Since we can easily design processor-centric systems using SysPy, we decided also to develop a Hardware Abstraction Layer (HAL) as a Python interface software, that gives to the user access to the available resources on the FPGA and the Leon processor. The HAL’s software is divided into two parts: a) a Python part running on the host PC and b) a part developed in C running on Leon. The part on the PC is a Python class with various functions which can be used to access the ethernet, the serial and the GPIO connection of the processor.

A Python application can be developed that will create a HAL object and access all its available functions. Ethernet and GPIO functions use the processor’s RAM memory as a buffer during data transmissions. Using HAL, different processes can be initiated, running either on the processor or on custom components connected to the processor’s GPIO ports. The HAL’s functions have been tested on Gillespie’s SoC. The application, through HAL’s functions, uses the serial connection as a control channel and the ethernet and GPIO connections as data channels. Leon’s RAM DDR2 memory is used as a data buffer, while the algorithm’s results are transmitted back to the PC through the ethernet connection and stored in Python arrays for further processing at the host.

○ ○ ○ ○

(Exercise requirements)
[1] Rewrite the paragraph of the SysPy HAL text that begins "Since we can easily design" as a bulleted list that keeps its main facts.
[2] According to the SysPy HAL text, which connection does the application use as a control channel?
The data after this point come from a separate source.

○ ○ ○ ○

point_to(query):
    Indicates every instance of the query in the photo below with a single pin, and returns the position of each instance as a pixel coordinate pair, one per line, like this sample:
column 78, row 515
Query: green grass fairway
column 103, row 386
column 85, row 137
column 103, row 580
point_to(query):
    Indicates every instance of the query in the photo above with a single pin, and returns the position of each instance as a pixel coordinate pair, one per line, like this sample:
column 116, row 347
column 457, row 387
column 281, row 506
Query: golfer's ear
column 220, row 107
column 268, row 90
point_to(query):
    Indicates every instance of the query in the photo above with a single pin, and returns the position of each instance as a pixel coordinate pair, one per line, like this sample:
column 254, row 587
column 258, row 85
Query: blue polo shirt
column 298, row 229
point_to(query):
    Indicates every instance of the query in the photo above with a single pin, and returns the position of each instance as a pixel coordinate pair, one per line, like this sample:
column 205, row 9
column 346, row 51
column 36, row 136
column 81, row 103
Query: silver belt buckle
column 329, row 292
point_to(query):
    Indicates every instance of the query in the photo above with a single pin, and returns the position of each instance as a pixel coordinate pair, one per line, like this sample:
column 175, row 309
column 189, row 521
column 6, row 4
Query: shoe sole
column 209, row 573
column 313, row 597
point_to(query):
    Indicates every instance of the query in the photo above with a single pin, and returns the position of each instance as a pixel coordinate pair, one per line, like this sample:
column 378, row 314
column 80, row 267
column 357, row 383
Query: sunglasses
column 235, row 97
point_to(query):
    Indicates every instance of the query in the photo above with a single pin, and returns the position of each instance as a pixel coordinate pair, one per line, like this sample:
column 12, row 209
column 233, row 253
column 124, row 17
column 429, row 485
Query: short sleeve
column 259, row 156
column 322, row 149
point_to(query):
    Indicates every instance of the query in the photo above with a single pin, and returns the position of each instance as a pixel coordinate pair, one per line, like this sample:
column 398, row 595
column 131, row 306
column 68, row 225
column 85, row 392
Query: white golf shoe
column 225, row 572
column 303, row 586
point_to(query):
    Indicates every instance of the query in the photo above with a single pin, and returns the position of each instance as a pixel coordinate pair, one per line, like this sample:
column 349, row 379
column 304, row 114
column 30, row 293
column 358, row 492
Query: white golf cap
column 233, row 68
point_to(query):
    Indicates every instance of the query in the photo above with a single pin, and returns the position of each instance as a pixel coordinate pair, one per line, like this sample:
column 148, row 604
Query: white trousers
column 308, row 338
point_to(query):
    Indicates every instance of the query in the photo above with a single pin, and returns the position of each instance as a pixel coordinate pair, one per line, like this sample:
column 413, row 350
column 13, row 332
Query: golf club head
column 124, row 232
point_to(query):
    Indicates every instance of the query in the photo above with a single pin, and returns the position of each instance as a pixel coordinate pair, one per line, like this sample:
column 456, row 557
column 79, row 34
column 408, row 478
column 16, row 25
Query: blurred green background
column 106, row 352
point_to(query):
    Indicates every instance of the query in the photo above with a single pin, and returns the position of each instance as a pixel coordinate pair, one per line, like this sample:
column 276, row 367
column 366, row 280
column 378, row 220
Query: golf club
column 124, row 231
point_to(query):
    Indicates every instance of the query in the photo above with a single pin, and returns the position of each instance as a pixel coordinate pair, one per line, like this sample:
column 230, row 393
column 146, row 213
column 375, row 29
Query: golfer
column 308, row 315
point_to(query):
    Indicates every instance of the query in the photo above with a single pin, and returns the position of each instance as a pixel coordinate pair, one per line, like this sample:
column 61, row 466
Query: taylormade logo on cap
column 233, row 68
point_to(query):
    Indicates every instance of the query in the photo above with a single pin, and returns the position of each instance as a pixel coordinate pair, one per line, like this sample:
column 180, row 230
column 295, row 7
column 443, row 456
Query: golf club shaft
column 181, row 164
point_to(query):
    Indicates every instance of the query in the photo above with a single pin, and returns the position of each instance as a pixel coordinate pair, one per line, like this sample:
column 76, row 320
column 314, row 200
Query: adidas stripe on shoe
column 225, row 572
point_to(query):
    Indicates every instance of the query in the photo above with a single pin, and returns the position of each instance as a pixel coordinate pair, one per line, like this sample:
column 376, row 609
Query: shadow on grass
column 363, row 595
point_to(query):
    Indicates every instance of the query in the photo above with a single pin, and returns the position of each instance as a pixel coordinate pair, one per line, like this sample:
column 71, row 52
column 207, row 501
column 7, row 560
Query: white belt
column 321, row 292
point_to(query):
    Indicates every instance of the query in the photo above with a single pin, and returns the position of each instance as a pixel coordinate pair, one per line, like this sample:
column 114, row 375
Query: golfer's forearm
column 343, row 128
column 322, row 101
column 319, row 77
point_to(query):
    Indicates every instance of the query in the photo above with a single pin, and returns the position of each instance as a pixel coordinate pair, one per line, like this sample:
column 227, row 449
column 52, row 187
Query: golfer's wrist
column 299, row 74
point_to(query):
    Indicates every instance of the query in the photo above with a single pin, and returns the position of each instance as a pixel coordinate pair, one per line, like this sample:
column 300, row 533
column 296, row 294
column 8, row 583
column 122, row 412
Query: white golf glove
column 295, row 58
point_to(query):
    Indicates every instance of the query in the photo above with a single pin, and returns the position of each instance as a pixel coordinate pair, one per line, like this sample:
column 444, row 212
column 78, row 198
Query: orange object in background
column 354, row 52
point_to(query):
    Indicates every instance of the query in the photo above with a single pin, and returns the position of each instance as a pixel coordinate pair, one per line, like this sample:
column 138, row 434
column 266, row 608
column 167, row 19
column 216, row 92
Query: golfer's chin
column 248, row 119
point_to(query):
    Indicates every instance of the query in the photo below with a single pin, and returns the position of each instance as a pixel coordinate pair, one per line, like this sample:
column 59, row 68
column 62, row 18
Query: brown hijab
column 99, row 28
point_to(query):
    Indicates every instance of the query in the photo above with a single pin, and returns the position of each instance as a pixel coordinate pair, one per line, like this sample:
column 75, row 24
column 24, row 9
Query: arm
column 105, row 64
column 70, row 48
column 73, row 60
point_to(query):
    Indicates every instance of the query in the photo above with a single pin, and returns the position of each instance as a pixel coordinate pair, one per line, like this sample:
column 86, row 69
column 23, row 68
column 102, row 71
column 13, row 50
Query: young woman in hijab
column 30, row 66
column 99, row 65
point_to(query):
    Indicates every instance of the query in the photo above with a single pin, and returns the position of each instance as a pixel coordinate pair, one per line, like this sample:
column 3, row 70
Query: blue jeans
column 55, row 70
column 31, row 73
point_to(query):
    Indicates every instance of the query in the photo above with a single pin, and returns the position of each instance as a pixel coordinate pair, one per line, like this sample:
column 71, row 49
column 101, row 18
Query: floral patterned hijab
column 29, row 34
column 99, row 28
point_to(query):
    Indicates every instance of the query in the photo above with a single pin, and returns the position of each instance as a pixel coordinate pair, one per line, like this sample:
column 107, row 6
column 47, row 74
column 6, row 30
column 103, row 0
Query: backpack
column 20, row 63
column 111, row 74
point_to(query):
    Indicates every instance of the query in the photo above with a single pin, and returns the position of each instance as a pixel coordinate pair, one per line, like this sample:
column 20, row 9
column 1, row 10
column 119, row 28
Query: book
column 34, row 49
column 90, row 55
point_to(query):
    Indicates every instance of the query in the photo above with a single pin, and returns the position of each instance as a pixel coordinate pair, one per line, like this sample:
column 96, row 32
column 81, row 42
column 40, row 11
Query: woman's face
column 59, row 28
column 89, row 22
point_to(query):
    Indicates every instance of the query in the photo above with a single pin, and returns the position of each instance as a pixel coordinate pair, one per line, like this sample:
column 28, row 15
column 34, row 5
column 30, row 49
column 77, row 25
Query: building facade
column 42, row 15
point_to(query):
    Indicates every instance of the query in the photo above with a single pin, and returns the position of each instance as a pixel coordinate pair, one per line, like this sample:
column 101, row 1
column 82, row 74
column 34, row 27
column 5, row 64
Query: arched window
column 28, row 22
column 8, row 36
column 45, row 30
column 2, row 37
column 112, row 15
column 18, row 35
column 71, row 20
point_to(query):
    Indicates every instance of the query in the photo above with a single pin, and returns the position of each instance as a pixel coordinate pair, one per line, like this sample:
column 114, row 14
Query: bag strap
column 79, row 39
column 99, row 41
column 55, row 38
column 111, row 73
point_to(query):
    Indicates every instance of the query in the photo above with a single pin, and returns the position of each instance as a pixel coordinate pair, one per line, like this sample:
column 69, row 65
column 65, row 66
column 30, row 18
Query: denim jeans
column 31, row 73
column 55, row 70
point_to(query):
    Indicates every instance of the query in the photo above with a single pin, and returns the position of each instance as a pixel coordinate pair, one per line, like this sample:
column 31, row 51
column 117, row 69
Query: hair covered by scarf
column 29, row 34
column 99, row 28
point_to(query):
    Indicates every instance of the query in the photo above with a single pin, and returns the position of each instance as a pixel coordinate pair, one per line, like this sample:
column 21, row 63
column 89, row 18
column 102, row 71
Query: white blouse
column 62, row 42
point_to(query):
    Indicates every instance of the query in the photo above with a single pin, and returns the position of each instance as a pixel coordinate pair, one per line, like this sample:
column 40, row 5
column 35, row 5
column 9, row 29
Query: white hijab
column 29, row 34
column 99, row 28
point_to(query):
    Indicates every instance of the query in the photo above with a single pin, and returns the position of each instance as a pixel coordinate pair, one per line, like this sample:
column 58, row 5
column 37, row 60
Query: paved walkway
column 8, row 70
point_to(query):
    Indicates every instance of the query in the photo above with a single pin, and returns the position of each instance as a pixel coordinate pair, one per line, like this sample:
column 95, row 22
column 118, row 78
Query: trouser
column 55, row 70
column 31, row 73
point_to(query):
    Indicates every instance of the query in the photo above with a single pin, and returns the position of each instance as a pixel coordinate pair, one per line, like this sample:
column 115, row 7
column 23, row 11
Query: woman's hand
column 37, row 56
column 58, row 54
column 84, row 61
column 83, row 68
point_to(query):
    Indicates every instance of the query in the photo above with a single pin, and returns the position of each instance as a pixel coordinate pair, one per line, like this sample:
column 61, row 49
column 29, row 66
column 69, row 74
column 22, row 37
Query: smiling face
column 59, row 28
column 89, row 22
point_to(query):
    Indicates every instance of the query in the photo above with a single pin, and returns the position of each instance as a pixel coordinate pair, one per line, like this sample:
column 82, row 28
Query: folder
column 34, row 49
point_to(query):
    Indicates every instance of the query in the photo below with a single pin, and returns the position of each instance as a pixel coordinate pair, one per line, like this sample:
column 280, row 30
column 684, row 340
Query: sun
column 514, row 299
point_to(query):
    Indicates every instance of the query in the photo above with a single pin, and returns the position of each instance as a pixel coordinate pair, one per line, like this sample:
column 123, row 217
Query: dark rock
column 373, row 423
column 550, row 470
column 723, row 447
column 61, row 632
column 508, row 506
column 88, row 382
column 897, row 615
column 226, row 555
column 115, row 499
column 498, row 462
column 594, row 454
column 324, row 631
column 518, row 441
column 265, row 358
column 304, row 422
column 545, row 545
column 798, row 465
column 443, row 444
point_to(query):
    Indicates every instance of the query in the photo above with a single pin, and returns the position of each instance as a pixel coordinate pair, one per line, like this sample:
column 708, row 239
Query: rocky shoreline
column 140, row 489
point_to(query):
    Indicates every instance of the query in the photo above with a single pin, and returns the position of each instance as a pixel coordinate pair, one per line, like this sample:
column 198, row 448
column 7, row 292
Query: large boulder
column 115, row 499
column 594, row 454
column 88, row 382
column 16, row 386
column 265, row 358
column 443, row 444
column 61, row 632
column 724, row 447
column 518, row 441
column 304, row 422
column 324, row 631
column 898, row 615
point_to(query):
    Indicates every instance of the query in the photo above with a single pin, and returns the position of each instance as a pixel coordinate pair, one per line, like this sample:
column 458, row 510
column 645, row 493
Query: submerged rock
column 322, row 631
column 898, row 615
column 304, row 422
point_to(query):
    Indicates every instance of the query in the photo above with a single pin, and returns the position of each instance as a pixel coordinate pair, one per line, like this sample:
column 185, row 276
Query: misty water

○ ○ ○ ○

(Responses to the exercise)
[1]
- Because SysPy makes processor-centric systems easy to design, a Hardware Abstraction Layer (HAL) was also developed as Python interface software.
- The HAL gives the user access to the available resources on the FPGA and the Leon processor.
- Its software has two parts: a Python part running on the host PC and a part written in C running on Leon.
- The PC part is a Python class with functions for accessing the processor's ethernet, serial and GPIO connections.

[2] The serial connection.